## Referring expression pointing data
:::::

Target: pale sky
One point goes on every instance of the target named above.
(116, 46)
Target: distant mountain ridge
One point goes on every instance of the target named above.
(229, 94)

:::::

A faithful, word-for-word transcription of the data above is required.

## OUTPUT BELOW
Target: pale sky
One point goes on every instance of the target named above.
(116, 46)
Target: distant mountain ridge
One point goes on every instance of the target named above.
(229, 94)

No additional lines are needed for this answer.